[Referring expression pointing data]
+++

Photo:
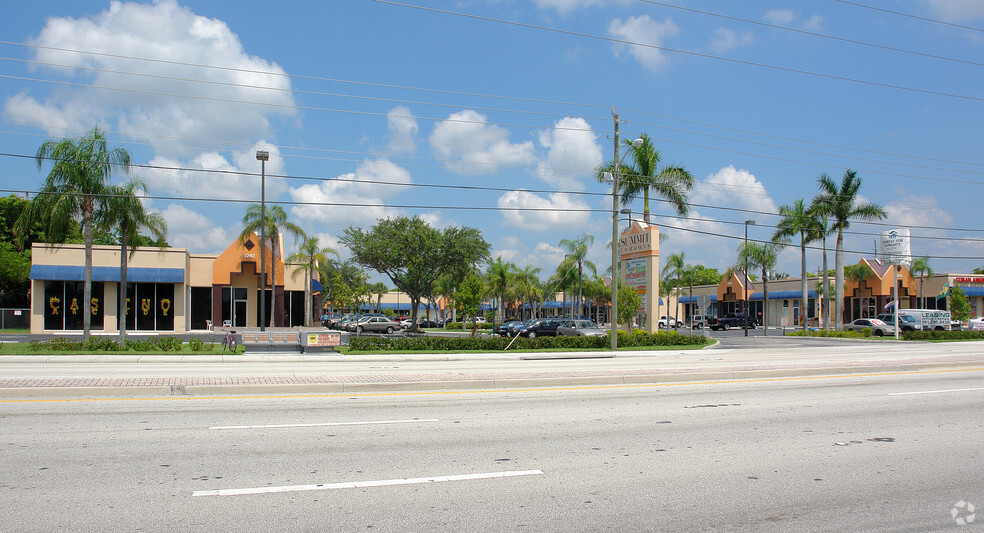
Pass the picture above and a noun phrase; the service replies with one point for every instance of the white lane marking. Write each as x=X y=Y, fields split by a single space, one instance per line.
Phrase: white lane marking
x=328 y=424
x=362 y=484
x=933 y=392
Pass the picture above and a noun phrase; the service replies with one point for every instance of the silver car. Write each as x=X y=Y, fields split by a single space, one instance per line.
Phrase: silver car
x=378 y=324
x=580 y=328
x=878 y=328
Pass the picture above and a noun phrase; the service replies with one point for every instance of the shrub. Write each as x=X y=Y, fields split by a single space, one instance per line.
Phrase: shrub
x=486 y=343
x=197 y=345
x=942 y=335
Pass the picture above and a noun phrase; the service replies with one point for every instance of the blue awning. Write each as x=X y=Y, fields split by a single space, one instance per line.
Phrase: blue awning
x=133 y=274
x=686 y=299
x=784 y=295
x=972 y=291
x=402 y=306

+++

* What you are asked to do
What is needed is an exact copy of every entry, minus the images.

* Answer below
Photo:
Pass the picture above and a noun phrase; the service replies with one point for every instance of the white lane marking. Write each as x=X y=Y, fields split by a single space, one instance per line.
Phrase: white lane marking
x=328 y=424
x=362 y=484
x=933 y=392
Pass the picture above and a noun phrase; the service replies with one point for every instance of the silver car. Write each as x=X y=Y, fields split by a single space, one instance per line.
Phrase: silver car
x=378 y=324
x=580 y=328
x=878 y=328
Pass the picture above and a noun phrase; the service replies with one point for every instance of the shrub. Write each as x=X y=Y, fields split by a single space, one instance per line.
Phrase: shrub
x=486 y=343
x=197 y=345
x=942 y=335
Pass the picture above and a noun phrase; the service replies with one point for every instance of the blue awning. Write each as x=X y=Y, fields split by a single space, one instance per line.
Phrase: blue awning
x=133 y=274
x=686 y=299
x=784 y=295
x=972 y=291
x=402 y=306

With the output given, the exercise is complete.